* BEGIN *

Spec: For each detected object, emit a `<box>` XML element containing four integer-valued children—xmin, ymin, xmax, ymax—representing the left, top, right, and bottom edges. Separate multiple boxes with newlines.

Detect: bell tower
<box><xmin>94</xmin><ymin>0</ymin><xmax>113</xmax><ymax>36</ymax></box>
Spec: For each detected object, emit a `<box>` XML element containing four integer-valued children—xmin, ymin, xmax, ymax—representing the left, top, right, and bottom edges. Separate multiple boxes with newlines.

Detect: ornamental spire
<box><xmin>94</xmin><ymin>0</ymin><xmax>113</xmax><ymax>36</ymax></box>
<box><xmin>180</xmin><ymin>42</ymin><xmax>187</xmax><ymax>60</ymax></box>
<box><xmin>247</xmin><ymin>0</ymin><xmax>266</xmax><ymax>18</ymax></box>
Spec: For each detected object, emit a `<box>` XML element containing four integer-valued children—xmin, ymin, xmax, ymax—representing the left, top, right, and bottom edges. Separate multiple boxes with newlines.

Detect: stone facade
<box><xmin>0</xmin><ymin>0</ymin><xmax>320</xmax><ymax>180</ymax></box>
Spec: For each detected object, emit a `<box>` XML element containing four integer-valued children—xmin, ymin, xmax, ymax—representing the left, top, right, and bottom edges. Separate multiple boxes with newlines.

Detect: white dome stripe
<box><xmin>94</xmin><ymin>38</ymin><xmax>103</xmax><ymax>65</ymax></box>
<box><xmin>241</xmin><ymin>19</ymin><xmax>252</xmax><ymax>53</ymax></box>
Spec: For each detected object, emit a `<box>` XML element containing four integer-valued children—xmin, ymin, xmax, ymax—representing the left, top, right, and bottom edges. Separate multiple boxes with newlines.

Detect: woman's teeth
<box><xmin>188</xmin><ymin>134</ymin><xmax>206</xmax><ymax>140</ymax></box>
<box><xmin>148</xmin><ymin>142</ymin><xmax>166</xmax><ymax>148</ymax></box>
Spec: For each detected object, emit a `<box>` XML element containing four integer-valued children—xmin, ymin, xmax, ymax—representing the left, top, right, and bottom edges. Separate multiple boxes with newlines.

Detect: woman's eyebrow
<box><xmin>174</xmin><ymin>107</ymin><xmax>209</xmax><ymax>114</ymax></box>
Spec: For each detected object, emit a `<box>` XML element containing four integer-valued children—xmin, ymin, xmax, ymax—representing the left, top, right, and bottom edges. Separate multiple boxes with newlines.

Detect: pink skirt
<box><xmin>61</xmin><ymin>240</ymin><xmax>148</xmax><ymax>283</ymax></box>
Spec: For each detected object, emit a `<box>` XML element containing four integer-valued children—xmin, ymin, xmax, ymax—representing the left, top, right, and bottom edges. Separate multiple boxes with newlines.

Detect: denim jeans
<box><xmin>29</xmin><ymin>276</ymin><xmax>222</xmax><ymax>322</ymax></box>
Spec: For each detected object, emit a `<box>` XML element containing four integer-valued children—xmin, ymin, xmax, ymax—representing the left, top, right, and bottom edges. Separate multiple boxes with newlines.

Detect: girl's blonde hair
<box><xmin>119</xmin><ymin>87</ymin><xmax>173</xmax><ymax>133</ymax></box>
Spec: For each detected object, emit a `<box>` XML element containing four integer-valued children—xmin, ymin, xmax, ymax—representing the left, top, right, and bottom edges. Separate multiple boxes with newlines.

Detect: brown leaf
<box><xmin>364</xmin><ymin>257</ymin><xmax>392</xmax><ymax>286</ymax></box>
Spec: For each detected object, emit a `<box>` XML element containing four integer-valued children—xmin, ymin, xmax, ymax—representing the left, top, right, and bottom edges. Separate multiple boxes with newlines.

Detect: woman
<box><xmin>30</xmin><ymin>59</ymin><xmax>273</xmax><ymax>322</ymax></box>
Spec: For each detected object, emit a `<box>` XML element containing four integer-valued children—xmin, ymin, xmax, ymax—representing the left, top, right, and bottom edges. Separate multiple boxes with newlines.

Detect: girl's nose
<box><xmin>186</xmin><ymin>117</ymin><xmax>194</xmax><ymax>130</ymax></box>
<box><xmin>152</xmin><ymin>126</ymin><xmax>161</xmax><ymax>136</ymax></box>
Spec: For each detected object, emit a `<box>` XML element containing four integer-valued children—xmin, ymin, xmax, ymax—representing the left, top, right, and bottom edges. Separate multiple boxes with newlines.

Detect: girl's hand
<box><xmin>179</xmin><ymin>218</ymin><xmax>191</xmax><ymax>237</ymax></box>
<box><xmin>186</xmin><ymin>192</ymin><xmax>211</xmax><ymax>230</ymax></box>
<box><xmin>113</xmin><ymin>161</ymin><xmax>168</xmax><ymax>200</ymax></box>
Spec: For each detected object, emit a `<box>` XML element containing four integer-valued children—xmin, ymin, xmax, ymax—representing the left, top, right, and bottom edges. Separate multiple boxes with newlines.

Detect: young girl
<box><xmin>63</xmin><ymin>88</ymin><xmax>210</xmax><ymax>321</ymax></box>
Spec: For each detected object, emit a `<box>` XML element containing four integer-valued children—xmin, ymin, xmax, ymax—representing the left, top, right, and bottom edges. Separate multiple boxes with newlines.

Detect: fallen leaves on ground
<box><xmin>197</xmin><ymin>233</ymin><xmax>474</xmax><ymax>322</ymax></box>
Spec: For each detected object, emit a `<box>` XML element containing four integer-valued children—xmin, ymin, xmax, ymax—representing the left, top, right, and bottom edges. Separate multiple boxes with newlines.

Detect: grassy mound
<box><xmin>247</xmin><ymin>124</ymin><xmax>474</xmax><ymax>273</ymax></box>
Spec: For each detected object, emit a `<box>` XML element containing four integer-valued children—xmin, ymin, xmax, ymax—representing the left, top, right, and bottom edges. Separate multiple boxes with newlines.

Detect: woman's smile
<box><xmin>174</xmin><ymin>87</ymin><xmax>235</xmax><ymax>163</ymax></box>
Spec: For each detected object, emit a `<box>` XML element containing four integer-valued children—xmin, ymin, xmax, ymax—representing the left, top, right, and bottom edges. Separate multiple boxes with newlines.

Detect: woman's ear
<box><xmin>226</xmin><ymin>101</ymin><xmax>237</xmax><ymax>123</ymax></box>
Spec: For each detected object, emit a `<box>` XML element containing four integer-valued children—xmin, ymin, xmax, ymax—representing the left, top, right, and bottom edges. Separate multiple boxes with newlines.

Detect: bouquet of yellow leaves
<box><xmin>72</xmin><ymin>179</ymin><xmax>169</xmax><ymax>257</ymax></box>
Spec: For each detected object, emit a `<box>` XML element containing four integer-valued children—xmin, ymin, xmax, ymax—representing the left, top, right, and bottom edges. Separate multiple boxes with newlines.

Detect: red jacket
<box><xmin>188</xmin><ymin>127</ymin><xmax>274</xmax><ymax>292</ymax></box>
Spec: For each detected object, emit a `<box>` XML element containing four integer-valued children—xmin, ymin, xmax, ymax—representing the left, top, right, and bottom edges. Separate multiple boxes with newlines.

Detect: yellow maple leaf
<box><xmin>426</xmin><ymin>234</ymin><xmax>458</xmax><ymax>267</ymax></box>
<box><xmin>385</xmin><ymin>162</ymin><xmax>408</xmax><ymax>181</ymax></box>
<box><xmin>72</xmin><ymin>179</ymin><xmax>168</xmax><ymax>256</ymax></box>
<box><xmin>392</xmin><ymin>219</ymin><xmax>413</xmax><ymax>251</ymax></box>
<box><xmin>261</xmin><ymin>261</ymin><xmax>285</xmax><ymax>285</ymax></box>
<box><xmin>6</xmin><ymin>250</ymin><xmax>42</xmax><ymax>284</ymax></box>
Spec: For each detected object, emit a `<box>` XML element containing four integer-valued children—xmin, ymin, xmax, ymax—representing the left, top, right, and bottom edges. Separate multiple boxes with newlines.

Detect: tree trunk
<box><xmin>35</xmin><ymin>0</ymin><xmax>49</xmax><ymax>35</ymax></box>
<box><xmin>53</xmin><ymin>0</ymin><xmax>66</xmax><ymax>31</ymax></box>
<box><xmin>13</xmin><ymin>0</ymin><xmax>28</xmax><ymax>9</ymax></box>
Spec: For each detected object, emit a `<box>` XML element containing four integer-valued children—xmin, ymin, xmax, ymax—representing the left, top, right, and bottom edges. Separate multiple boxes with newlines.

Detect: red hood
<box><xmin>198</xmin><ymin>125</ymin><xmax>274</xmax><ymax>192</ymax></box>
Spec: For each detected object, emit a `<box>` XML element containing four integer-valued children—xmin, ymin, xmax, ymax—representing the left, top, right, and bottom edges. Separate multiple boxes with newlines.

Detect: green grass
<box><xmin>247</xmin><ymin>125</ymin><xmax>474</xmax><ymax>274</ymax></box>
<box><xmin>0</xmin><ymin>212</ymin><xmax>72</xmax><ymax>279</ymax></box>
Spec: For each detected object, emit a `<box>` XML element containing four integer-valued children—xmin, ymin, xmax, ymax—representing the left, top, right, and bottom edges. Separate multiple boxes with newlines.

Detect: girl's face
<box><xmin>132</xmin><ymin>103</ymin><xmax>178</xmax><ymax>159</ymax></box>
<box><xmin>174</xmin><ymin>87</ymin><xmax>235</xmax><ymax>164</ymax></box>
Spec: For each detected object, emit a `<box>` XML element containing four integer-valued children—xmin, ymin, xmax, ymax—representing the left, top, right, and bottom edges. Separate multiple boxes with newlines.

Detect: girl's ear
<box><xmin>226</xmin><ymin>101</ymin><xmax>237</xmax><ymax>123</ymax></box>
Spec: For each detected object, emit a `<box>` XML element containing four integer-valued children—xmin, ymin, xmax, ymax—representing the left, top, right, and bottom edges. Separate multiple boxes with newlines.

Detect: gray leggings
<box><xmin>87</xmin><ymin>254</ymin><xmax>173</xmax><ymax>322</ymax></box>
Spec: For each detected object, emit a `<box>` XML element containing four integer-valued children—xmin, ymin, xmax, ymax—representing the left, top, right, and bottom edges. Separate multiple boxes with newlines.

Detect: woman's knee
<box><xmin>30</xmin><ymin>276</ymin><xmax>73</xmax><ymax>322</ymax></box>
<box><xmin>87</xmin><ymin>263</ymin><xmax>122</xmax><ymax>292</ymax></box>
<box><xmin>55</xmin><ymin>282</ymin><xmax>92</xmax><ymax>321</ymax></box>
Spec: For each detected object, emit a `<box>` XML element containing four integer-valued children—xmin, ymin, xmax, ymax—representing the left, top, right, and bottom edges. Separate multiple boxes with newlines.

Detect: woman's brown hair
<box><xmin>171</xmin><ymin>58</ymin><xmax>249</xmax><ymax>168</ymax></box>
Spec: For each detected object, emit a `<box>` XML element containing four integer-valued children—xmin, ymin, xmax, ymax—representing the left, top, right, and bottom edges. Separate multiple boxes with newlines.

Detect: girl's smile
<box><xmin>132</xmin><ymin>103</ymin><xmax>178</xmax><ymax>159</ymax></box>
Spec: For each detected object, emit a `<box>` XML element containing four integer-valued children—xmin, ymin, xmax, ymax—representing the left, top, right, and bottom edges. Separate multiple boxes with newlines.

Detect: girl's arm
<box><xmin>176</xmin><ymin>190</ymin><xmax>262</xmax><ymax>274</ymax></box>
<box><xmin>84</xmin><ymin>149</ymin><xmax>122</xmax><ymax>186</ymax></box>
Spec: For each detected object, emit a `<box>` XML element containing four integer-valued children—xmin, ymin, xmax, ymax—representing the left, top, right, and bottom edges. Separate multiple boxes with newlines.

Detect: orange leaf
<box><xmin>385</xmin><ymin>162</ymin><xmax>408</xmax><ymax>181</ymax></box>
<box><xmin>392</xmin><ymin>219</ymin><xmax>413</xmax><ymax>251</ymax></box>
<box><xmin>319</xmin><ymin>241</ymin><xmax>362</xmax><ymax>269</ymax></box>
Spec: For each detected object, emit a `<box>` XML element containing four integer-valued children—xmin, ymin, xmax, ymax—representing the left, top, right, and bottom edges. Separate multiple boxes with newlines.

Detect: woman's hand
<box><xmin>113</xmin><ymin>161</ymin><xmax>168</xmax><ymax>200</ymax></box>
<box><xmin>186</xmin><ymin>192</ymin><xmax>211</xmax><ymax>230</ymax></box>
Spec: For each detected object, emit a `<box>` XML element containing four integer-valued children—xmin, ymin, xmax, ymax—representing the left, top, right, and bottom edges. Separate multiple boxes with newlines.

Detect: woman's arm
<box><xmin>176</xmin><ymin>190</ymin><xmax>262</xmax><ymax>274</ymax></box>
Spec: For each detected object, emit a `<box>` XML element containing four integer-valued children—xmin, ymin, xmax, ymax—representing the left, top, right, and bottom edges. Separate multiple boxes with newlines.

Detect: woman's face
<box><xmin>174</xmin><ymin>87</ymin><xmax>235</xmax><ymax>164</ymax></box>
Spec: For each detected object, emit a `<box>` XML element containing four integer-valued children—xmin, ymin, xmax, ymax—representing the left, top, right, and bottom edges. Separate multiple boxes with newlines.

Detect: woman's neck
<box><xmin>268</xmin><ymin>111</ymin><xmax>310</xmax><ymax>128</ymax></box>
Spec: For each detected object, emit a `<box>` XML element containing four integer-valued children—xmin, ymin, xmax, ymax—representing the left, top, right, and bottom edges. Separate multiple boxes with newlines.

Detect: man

* END *

**REQUIREMENT:** Identify every line in the entries above that contains the word "hand", and copy each of those lines.

**THE RESULT:**
Detect: girl's hand
Detect: woman's hand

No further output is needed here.